## BEGIN Material provided
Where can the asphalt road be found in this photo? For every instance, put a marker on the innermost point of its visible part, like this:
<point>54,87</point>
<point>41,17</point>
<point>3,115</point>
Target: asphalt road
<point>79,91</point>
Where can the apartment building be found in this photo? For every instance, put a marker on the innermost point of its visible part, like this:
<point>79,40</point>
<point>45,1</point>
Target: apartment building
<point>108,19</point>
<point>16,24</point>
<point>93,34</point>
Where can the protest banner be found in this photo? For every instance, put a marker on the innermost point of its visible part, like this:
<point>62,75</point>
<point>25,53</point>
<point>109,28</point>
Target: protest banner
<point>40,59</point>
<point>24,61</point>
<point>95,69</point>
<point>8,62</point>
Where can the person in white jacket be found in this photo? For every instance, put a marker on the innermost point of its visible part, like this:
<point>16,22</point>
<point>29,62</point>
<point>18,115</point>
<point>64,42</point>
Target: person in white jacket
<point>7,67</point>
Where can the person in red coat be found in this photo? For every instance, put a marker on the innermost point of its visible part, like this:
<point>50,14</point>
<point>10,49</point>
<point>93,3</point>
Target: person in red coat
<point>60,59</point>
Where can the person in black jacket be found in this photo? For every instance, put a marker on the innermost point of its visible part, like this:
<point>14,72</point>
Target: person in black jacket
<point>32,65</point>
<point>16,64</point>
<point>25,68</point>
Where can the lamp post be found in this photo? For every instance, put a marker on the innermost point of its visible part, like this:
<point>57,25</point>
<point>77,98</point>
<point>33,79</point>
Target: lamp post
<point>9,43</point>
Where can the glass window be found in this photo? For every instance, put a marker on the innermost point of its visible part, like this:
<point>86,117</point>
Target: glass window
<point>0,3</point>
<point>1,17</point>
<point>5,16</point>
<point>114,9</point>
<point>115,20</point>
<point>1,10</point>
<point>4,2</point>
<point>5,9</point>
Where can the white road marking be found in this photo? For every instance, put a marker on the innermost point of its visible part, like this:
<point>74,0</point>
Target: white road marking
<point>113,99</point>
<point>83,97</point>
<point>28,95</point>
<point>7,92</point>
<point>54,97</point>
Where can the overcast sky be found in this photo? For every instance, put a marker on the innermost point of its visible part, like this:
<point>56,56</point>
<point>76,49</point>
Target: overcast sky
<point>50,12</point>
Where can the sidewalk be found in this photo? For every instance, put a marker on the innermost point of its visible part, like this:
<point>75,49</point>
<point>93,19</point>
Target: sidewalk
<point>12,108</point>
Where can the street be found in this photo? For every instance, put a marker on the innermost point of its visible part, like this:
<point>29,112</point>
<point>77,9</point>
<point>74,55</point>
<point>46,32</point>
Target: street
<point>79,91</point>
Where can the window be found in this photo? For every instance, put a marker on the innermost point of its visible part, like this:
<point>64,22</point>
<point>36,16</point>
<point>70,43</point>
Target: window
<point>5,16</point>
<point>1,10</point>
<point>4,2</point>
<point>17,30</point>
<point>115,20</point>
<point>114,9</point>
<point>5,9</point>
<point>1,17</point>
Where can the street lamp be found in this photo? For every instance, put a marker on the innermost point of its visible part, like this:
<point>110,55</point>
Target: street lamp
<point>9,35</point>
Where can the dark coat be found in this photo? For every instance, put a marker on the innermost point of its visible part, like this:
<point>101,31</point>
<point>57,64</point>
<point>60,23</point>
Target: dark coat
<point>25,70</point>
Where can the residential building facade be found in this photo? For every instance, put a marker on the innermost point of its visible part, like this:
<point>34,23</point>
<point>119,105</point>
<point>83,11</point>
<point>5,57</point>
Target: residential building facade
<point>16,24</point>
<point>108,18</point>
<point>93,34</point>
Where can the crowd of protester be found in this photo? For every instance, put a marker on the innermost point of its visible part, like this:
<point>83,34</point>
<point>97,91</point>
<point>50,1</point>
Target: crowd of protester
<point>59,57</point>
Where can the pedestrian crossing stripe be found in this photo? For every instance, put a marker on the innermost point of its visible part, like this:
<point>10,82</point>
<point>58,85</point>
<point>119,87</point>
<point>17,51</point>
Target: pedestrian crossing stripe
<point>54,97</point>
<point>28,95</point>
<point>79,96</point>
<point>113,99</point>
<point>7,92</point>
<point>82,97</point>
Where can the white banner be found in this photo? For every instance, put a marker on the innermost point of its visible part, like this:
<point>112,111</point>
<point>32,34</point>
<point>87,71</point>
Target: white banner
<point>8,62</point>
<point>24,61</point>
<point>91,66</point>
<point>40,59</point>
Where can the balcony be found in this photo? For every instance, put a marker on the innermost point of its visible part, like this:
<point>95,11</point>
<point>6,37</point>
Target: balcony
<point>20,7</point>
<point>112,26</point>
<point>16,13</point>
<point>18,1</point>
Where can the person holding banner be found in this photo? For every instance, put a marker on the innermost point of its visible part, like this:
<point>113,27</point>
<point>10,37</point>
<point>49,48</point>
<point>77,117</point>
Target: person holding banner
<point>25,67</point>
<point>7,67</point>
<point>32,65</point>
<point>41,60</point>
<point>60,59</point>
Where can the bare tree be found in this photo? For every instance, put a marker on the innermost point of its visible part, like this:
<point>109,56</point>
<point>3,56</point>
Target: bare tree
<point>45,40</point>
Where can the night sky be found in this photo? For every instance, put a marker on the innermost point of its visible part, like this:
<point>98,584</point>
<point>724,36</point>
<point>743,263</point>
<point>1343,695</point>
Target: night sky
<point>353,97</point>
## END Material provided
## BEGIN Material provided
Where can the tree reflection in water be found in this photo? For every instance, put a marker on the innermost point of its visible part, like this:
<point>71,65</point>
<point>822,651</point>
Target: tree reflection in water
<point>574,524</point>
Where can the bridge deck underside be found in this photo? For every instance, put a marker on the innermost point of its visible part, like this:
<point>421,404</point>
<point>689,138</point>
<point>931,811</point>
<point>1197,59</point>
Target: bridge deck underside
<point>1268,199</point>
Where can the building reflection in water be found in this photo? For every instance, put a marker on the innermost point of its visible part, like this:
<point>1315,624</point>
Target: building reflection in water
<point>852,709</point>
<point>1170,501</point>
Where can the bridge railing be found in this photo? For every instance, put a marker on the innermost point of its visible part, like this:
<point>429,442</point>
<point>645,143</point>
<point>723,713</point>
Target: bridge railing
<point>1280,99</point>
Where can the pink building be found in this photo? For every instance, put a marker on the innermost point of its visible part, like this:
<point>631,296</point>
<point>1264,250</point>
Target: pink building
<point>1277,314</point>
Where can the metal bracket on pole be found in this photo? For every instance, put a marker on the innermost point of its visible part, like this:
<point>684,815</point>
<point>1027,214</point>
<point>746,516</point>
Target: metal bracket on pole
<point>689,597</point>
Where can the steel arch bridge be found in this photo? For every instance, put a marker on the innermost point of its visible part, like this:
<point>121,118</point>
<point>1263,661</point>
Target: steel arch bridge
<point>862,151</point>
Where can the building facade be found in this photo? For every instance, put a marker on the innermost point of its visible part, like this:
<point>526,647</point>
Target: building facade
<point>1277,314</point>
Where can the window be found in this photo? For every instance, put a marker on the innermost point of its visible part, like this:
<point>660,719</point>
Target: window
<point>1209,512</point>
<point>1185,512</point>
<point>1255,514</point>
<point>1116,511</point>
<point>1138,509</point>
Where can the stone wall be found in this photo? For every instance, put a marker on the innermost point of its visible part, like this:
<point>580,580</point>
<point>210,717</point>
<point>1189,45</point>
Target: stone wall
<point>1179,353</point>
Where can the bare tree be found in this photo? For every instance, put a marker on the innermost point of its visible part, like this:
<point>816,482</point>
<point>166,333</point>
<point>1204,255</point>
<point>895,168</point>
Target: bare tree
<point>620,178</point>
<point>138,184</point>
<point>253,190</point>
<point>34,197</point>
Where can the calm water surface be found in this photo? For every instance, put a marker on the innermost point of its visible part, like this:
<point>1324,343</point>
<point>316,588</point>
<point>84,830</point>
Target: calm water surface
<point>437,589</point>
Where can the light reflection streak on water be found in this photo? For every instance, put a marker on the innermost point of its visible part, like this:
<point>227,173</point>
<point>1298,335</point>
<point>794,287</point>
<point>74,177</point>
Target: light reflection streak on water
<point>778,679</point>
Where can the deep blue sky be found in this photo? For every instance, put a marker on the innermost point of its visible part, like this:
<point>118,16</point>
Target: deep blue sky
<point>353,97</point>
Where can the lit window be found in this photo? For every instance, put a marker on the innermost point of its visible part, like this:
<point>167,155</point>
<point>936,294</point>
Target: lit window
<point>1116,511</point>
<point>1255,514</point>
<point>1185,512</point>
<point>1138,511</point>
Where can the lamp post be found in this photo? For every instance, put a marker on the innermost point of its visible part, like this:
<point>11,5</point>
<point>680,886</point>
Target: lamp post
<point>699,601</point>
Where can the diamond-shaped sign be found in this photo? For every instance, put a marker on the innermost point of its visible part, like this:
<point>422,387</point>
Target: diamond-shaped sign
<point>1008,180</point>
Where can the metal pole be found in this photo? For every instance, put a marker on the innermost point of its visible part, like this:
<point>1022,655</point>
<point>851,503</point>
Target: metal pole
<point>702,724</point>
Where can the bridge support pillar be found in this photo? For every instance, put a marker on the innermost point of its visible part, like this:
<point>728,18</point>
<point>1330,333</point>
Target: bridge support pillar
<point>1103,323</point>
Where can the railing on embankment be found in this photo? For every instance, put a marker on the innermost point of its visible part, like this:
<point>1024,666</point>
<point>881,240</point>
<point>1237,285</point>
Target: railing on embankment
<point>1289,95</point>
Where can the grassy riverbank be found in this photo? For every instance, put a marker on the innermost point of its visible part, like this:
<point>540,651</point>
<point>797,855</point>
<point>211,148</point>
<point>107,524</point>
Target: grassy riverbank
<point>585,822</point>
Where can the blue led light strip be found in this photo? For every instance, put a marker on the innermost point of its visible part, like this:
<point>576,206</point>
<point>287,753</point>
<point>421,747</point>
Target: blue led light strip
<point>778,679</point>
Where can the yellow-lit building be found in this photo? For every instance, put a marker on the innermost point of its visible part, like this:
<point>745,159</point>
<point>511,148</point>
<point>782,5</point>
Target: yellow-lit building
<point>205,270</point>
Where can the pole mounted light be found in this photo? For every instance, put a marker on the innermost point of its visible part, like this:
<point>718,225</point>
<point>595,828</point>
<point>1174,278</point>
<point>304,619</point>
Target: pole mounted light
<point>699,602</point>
## END Material provided
• Work to be completed: Render the lines above, from the one containing "Where can the calm" through the one containing "<point>437,589</point>", both included, as a Markdown table. Use the columns Row and Item line, number each line, and leave out blank lines.

• Solution for this exercise:
| Row | Item line |
|---|---|
| 1 | Where can the calm water surface be found in this photo? For every instance, put a marker on the innermost point of its visible part, like this: |
| 2 | <point>1324,343</point> |
| 3 | <point>316,588</point> |
| 4 | <point>84,830</point> |
| 5 | Target: calm water surface |
| 6 | <point>437,589</point> |